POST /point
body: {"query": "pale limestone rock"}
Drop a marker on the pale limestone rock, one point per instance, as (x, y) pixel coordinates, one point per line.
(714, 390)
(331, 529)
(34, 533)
+-------+
-- SET TASK --
Copy the data above line for line, changing nothing.

-- EXERCISE RESULT --
POST /point
body: {"query": "pale limestone rock"}
Drop a marker on the pale limestone rock, one point per instance, as (x, y) pixel coordinates, one point per line.
(714, 390)
(331, 529)
(34, 533)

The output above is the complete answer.